• **Information shown**
[Start of section]
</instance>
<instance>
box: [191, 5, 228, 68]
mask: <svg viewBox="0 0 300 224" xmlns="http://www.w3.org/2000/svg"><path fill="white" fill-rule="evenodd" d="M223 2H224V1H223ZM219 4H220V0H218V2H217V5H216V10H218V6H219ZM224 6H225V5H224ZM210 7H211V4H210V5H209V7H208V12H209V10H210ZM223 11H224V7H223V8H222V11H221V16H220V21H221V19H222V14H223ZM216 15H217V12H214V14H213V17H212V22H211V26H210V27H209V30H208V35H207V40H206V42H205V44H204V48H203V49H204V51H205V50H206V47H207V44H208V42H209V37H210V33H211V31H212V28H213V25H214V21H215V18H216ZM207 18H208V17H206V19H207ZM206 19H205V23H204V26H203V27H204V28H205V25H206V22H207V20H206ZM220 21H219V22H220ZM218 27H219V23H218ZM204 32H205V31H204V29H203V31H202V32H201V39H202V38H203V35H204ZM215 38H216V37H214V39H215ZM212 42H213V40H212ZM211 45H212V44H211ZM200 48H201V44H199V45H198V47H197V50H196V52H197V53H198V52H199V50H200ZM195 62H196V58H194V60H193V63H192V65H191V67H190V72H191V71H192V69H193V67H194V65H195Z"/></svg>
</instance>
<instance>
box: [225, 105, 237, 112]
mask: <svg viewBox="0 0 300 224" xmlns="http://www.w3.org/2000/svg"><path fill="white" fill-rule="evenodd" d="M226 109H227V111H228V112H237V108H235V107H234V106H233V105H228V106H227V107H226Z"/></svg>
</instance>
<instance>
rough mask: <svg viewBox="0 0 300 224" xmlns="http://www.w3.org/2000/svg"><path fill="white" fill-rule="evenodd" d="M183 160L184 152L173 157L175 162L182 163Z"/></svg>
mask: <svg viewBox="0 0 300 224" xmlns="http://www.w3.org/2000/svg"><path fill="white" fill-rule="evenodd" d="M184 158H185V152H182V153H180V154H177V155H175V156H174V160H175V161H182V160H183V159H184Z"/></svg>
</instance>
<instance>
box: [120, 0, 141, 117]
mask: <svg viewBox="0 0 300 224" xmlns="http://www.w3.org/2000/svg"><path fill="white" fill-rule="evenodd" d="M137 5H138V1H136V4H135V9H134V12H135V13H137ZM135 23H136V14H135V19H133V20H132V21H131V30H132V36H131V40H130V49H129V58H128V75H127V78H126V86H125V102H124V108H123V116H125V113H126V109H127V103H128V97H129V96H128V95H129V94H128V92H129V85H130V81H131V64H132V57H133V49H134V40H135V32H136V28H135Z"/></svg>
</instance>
[End of section]
• **Task item**
Produce the whole listing once more, exactly.

• **Result of this exercise**
</instance>
<instance>
box: [191, 5, 228, 68]
mask: <svg viewBox="0 0 300 224" xmlns="http://www.w3.org/2000/svg"><path fill="white" fill-rule="evenodd" d="M223 2H224V1H223ZM219 4H220V0H218V2H217V5H216V10H218V6H219ZM224 6H225V5H224ZM210 7H211V4H210V5H209V7H208V12H209V10H210ZM223 11H224V7H223V8H222V11H221V16H220V21H221V19H222V14H223ZM216 15H217V12H214V14H213V17H212V22H211V26H210V27H209V30H208V35H207V40H206V42H205V44H204V48H203V49H204V51H205V50H206V47H207V44H208V42H209V37H210V33H211V31H212V28H213V25H214V21H215V18H216ZM207 18H208V17H206V19H207ZM206 19H205V23H204V26H203V27H204V28H205V25H206V22H207V20H206ZM220 21H219V22H220ZM218 27H219V23H218ZM204 32H205V31H204V29H203V31H202V32H201V39H202V38H203V35H204ZM215 38H216V37H214V39H215ZM212 42H213V40H212ZM211 45H212V44H211ZM200 48H201V44H199V45H198V47H197V50H196V52H197V53H198V52H199V50H200ZM195 62H196V58H194V60H193V63H192V65H191V67H190V72H191V71H192V69H193V67H194V65H195Z"/></svg>
</instance>
<instance>
box: [225, 105, 237, 112]
mask: <svg viewBox="0 0 300 224" xmlns="http://www.w3.org/2000/svg"><path fill="white" fill-rule="evenodd" d="M226 109H227V111H228V112H237V108H235V107H234V106H233V105H228V106H227V107H226Z"/></svg>
</instance>
<instance>
rough mask: <svg viewBox="0 0 300 224" xmlns="http://www.w3.org/2000/svg"><path fill="white" fill-rule="evenodd" d="M183 160L184 152L173 157L175 162L182 163Z"/></svg>
mask: <svg viewBox="0 0 300 224" xmlns="http://www.w3.org/2000/svg"><path fill="white" fill-rule="evenodd" d="M184 158H185V152H182V153H180V154H177V155H175V156H174V160H175V161H182V160H183V159H184Z"/></svg>
</instance>
<instance>
box: [120, 0, 141, 117]
mask: <svg viewBox="0 0 300 224" xmlns="http://www.w3.org/2000/svg"><path fill="white" fill-rule="evenodd" d="M137 5H138V1H136V4H135V9H134V12H135V13H137ZM135 23H136V14H135V19H133V20H132V21H131V30H132V36H131V40H130V49H129V58H128V75H127V78H126V86H125V102H124V108H123V116H125V113H126V109H127V103H128V97H129V96H128V95H129V94H128V92H129V85H130V81H131V64H132V57H133V49H134V40H135V32H136V28H135Z"/></svg>
</instance>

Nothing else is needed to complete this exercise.